TASK DESCRIPTION: Copy out the listing exactly.

-.-.-

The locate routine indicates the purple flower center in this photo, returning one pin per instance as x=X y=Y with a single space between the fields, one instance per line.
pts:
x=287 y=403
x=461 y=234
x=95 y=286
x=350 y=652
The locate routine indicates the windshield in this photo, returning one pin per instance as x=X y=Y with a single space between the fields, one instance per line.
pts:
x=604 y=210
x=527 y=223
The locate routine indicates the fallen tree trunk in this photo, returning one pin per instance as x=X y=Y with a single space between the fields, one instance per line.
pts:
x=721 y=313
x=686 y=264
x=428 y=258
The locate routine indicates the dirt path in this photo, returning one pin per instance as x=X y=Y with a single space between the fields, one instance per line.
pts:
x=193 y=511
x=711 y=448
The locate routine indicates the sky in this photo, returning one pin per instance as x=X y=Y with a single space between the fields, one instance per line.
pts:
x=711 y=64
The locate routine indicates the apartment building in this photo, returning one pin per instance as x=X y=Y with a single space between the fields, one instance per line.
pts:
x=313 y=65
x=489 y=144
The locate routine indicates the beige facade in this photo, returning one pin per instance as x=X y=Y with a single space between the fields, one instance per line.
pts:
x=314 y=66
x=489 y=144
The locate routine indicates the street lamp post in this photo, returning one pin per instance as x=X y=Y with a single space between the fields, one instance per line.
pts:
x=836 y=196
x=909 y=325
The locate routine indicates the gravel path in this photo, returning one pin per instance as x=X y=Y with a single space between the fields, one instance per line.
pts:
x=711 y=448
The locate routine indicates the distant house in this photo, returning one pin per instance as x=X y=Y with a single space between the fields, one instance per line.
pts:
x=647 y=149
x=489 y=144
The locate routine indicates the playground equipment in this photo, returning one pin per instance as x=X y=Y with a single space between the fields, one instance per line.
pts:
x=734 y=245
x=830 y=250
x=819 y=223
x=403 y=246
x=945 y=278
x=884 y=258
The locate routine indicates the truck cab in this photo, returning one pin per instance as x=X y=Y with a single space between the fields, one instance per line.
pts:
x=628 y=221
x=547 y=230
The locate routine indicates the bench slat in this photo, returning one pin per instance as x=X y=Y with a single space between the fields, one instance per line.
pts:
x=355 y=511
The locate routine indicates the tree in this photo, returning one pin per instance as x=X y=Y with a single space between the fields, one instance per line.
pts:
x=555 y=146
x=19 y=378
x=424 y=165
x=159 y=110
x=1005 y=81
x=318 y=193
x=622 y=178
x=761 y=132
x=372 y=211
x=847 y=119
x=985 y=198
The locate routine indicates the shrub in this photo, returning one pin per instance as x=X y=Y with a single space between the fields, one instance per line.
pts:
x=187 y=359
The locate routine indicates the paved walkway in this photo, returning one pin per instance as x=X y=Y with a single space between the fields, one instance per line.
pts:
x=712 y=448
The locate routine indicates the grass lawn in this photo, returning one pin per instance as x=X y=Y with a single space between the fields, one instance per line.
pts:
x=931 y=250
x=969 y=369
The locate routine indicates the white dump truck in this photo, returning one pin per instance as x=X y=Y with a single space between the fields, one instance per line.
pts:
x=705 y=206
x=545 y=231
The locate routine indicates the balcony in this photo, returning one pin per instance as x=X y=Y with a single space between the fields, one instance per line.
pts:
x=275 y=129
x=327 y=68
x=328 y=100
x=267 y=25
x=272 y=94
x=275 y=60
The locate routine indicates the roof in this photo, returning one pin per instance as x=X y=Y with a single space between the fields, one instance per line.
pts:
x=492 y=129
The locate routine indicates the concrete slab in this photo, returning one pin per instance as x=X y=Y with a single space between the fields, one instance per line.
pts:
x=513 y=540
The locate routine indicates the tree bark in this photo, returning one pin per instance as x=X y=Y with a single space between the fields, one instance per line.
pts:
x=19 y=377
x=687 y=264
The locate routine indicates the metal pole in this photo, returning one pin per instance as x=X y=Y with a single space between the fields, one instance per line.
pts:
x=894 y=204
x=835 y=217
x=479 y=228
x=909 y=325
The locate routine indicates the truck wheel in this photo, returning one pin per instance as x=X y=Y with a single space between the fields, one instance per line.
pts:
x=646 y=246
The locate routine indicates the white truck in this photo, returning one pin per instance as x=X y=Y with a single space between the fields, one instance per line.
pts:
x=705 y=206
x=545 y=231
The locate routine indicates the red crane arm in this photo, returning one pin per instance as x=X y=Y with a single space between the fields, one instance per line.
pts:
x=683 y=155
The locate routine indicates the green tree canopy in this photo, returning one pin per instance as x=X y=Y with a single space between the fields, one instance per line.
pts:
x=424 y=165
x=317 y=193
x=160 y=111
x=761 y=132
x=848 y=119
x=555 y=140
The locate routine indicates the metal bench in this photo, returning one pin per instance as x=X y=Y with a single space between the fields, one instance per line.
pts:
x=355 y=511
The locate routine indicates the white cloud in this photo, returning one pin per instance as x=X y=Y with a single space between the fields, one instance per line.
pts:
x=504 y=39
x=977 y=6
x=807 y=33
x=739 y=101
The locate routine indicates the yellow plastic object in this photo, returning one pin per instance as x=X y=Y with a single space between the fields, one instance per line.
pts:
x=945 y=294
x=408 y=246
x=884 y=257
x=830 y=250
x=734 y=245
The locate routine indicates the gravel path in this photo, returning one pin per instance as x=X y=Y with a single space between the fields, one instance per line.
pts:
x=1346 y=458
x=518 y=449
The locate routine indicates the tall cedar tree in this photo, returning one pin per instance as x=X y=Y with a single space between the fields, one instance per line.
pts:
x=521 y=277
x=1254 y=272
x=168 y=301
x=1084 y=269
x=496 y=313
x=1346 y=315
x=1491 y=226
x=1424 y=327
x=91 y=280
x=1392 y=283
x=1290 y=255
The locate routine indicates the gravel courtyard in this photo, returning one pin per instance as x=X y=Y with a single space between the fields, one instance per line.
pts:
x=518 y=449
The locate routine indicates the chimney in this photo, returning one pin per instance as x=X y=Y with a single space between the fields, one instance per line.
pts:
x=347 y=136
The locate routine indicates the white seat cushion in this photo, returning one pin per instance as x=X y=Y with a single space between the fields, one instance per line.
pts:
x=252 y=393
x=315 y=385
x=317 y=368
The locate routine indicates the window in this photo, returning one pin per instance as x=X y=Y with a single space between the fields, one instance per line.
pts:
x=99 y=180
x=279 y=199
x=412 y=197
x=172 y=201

-.-.-

SOLUTION TO THIS TASK:
The locate routine indicates the purple flower center in this photo, returning one pin per instance as x=X y=Y with a single space between the fields, one instance per line.
pts:
x=287 y=403
x=461 y=234
x=95 y=286
x=350 y=652
The locate routine indicates the windshield in this photo, returning one pin per instance as x=X y=Y with a single space between the fields, one instance per line.
pts:
x=604 y=210
x=527 y=223
The locate routine indicates the fallen tree trunk in this photo, returning one pin per instance as x=X y=Y with a single space between the fields, one instance per line.
pts:
x=721 y=313
x=686 y=264
x=428 y=258
The locate routine indicates the dirt path in this photo, returning one pin per instance as x=X y=Y with a single space between the fields, one instance per line.
pts:
x=193 y=511
x=711 y=448
The locate routine indicates the sky in this photo, returning one pin per instance as x=X y=Y with a single space between the fields, one instance per line.
pts:
x=711 y=64
The locate routine indicates the apartment building in this photo, returning one pin per instance as x=X y=Y with a single space between the fields, one instance per line.
pts:
x=313 y=65
x=489 y=144
The locate routine indicates the beige facade in this photo, returning one pin per instance as x=X y=Y with a single space between the fields, one instance per line.
pts:
x=314 y=66
x=489 y=144
The locate routine indicates the street lamp post in this photo, returning one pin per instance as x=X y=Y with a single space between the fields, one instance per line.
pts:
x=836 y=196
x=909 y=325
The locate routine indicates the gravel path in this photo, returning one pin per instance as x=X y=Y with a single space between the fields, one instance per line.
pts:
x=711 y=448
The locate routine indicates the distant house in this photo, returning one pin per instance as x=X y=Y with a single space between the fields, one instance per line.
pts:
x=647 y=149
x=489 y=144
The locate routine indicates the playground equipment in this photo, returning one pin per instance as x=X y=Y with a single space between the fields, one instance per line.
pts:
x=734 y=245
x=830 y=250
x=819 y=223
x=403 y=246
x=945 y=278
x=884 y=258
The locate routine indicates the truck cab in this photo, returning one pin per instance as x=X y=Y with a single space between the fields, one instance per line.
pts:
x=628 y=221
x=547 y=230
The locate routine indicates the bench slat in this photo, returning one pin per instance as x=X y=Y with a single space between the fields, one instance per line.
pts:
x=355 y=511
The locate routine indicates the tree in this photo, returning one pin per instance as x=X y=Y with a single space between the fields, one instance per line.
pts:
x=555 y=146
x=19 y=378
x=424 y=165
x=159 y=110
x=1005 y=81
x=318 y=193
x=622 y=178
x=761 y=132
x=372 y=211
x=847 y=119
x=985 y=198
The locate routine indicates the shrub in this photo, returning one pin per instance as x=X y=Y with a single space between the fields, one instance per line.
pts:
x=187 y=359
The locate routine indicates the paved walkway in this photo, returning one pin per instance as x=X y=Y with a single space between the fields, one instance per line.
pts:
x=712 y=448
The locate routine indicates the grass lawn in this photo, returning one pin per instance as x=X y=Y with a single space between the fields, one instance per line.
pts:
x=931 y=250
x=969 y=369
The locate routine indicates the white dump truck in this photo, returning one pin per instance as x=X y=Y with a single space between the fields, one instance per line.
pts:
x=705 y=206
x=545 y=231
The locate routine indicates the balcony in this photo, returning one pin per instance as x=X y=Y with a single space between the fields, one instance per line.
pts:
x=275 y=129
x=327 y=68
x=328 y=100
x=267 y=25
x=272 y=94
x=275 y=60
The locate routine indicates the roof in this photo, returning one pin per instance as x=X y=Y with a single space between the fields, one instance per line.
pts:
x=492 y=129
The locate routine indicates the concrete slab in this photo, returning one pin per instance as x=X y=Y with a single space between the fields, one instance per line.
pts:
x=513 y=540
The locate routine indicates the tree bark in this photo, returning one pin per instance as x=X y=Y with a single space between the fields, one instance per line.
pts:
x=19 y=377
x=687 y=264
The locate routine indicates the metal pole in this photo, returning one pin per instance as x=X y=Y with a single space between the fields, one instance per line.
pts:
x=894 y=204
x=835 y=217
x=479 y=228
x=909 y=325
The locate routine indicates the truck wheel in this photo, returning one pin per instance as x=X y=Y with a single space between the fields, one instance per line.
pts:
x=646 y=246
The locate routine indicates the white truck in this photo, returning one pin per instance as x=X y=Y with a single space between the fields, one instance per line.
pts:
x=705 y=206
x=545 y=231
The locate routine indicates the red crane arm in this photo, returning one pin per instance as x=X y=Y with a single space between the fields, one instance per line.
pts:
x=683 y=155
The locate routine indicates the green tree canopy in this photo, returning one pin per instance as x=X y=Y with a single space between the fields, one instance per line.
pts:
x=424 y=165
x=317 y=193
x=160 y=111
x=761 y=132
x=848 y=119
x=555 y=140
The locate routine indicates the metal bench in this photo, returning one pin per instance as x=X y=Y with a single space between the fields, one instance per line.
pts:
x=355 y=511
The locate routine indicates the white cloud in this photo, returning one pin per instance as x=X y=Y with a single space between the fields, one instance per line.
pts:
x=504 y=39
x=977 y=6
x=807 y=33
x=739 y=101
The locate routine indicates the yellow plastic object in this photo, returning one pin per instance as x=X y=Y with a single space between the fields, one instance per line.
pts:
x=945 y=294
x=408 y=246
x=884 y=257
x=830 y=250
x=734 y=245
The locate routine indicates the gravel path in this photo, returning one pin per instance as x=X y=Y with a single space between the fields, one instance per line.
pts:
x=1346 y=458
x=518 y=449
The locate routine indicates the tall cedar tree in this photo, returning one pin per instance as x=X y=Y with a single space between the fields, one instance per line.
pts:
x=521 y=277
x=1254 y=272
x=168 y=301
x=1084 y=269
x=496 y=313
x=1346 y=315
x=1491 y=226
x=1424 y=327
x=91 y=280
x=1392 y=283
x=1290 y=255
The locate routine indicates the gravel courtyard in this photo, returning one pin per instance as x=X y=Y with a single space between the fields, one instance per line.
pts:
x=518 y=449
The locate routine indicates the chimney in this photo, returning one pin per instance as x=X y=Y with a single space between the fields, one instance per line.
pts:
x=347 y=136
The locate routine indicates the white seat cushion in this photo, returning one pin per instance as x=X y=Y with a single space between the fields, one instance per line.
pts:
x=252 y=393
x=315 y=385
x=317 y=368
The locate routine indicates the window in this photo, returning one pin per instance as x=X y=Y with a single space between the fields, one instance per line.
pts:
x=99 y=180
x=279 y=199
x=412 y=197
x=172 y=201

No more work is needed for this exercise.